MATERIAL PROVIDED:
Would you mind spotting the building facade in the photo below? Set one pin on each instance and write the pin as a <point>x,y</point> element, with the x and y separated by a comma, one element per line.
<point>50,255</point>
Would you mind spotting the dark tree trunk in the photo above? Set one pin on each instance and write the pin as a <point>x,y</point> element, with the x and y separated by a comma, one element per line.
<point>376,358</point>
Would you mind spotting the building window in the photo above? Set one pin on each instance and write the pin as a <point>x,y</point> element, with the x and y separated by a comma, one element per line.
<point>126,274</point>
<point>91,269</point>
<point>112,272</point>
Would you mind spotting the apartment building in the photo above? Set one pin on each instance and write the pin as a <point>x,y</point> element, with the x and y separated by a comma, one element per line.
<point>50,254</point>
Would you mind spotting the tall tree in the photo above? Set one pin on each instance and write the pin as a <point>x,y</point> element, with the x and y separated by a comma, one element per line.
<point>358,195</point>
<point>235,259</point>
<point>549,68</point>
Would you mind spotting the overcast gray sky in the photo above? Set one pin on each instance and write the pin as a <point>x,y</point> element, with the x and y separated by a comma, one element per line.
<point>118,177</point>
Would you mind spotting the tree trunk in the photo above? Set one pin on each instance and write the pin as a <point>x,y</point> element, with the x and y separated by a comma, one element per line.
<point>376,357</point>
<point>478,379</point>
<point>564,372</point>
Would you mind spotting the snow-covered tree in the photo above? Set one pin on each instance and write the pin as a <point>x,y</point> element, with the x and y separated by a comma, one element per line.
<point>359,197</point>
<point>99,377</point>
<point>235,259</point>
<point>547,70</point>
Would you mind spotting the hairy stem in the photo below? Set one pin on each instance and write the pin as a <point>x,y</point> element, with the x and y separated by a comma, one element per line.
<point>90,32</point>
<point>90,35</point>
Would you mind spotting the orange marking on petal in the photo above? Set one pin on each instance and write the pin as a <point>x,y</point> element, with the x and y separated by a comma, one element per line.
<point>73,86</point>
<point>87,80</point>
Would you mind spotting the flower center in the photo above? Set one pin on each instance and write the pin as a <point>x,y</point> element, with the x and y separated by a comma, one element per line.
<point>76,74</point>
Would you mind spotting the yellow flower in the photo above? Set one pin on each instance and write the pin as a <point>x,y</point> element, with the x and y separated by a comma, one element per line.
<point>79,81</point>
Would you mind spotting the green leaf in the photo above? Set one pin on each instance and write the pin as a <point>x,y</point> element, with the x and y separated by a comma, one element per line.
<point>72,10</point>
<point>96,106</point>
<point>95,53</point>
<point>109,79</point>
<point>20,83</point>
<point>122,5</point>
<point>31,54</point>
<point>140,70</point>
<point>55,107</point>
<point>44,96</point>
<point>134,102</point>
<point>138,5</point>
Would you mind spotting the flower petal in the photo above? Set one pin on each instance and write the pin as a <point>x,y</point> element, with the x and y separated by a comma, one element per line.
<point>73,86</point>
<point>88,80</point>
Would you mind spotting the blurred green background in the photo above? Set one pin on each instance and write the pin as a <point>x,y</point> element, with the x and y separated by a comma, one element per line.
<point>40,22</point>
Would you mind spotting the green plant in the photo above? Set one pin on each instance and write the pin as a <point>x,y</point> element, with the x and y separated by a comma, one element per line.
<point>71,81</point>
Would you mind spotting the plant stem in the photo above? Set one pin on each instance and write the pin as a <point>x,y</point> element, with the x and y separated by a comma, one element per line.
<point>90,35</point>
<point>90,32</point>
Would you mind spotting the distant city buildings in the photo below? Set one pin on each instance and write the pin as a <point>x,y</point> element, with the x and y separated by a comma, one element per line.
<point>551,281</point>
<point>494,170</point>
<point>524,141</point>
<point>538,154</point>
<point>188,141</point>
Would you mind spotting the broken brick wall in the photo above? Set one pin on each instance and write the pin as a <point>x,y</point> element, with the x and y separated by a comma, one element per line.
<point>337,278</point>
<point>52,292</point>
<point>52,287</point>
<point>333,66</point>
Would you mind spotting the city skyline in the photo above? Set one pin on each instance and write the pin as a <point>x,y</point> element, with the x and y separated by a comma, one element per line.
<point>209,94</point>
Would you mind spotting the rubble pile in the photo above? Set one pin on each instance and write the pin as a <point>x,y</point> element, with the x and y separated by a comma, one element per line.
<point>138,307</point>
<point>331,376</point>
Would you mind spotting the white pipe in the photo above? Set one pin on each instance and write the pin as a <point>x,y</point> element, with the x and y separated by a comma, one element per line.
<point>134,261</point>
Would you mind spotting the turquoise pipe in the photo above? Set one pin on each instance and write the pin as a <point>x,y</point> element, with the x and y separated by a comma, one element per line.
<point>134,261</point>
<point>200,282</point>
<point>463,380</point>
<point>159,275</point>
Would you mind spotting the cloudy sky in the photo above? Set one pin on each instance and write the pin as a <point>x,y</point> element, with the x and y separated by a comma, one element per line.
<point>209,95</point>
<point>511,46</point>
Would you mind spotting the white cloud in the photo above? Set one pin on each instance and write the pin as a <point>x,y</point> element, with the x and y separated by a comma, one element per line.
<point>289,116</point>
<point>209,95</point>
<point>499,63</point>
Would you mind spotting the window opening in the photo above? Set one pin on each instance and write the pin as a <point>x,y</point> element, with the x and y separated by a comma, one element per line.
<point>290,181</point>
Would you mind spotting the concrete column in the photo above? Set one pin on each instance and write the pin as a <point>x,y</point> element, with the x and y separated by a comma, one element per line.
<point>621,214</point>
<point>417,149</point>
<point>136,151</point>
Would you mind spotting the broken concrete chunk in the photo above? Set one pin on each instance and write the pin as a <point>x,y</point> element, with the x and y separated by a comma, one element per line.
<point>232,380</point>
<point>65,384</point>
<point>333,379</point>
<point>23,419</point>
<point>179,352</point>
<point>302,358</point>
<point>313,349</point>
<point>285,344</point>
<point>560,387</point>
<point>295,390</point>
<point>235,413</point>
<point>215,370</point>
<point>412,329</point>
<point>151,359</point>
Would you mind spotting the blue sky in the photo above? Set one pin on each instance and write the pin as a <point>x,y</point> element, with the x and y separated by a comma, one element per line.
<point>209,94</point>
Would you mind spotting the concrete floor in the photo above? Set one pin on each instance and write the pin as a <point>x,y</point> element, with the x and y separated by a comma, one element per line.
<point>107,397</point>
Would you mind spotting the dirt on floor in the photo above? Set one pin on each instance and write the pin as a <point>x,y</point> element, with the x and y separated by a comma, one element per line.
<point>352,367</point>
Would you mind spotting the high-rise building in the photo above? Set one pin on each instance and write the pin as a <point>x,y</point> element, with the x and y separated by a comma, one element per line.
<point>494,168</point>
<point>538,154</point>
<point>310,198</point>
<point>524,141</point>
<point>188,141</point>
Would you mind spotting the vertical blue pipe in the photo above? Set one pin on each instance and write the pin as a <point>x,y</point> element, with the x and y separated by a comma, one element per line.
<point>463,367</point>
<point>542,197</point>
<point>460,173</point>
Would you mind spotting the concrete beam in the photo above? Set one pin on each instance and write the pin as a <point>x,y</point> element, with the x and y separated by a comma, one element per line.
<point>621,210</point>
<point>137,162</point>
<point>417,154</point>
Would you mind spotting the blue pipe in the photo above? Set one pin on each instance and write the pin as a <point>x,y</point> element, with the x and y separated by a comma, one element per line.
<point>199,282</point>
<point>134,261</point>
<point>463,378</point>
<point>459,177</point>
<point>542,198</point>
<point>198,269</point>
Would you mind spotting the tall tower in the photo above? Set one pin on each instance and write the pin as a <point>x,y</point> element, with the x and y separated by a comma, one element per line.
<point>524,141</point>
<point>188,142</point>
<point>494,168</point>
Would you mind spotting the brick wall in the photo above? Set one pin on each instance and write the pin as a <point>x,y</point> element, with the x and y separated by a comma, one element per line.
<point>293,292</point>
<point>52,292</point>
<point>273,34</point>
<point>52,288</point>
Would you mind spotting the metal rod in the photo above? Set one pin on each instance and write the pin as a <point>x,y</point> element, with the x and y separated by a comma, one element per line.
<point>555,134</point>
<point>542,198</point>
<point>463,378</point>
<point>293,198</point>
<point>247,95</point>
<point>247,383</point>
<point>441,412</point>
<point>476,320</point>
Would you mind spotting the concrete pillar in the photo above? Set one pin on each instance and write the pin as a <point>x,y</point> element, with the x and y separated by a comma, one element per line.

PROBLEM REQUIREMENTS:
Copy word for word the lines between the one holding "Would you mind spotting the rubble" and the one holding "<point>511,46</point>", inclusive.

EXERCISE RESPONSE:
Would you mind spotting the rubble pile in the photo above? Set one pin on each instance and write the pin as a <point>x,y</point> element, with the x and y separated by a comma, one element per line.
<point>138,307</point>
<point>331,376</point>
Would you mind spotting the white pipe in the photo above? Set one pin on each instance and write the pin as a <point>x,y</point> element, with the x and y separated by a comma, one element per line.
<point>134,261</point>
Would you mind spotting the turquoise pipe in the photo above? Set one pin on each instance and write the pin as a <point>x,y</point> element, with the x and y separated by a comma, one element per line.
<point>134,261</point>
<point>200,282</point>
<point>463,380</point>
<point>159,275</point>
Would you mind spotting the cloudy sky in the photo above? Set one pin on each instance and write the pin as a <point>x,y</point> element, with the x and y separated by a comma, one element per line.
<point>209,95</point>
<point>511,46</point>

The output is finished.